# Exercise requirements:
Reproduce the material below line for line, changing nothing.

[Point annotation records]
+ + + +

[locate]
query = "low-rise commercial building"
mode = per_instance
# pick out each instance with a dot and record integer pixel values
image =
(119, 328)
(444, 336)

+ + + +

# Solution for this exercise:
[locate]
query = "low-rise commercial building"
mode = per_instance
# pick out each instance with a dot and record integer pixel values
image =
(119, 328)
(444, 336)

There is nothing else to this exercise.